Supplied data>
⟨
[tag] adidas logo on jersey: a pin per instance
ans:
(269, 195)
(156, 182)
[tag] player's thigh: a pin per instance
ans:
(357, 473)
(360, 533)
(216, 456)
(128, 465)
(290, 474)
⟩
The problem> Copy these lines again, unchanged.

Solution to the exercise>
[tag] adidas logo on jersey: a pin per instance
ans:
(269, 195)
(156, 182)
[tag] player's thigh: a pin per instance
ans:
(357, 473)
(360, 533)
(216, 456)
(128, 465)
(290, 474)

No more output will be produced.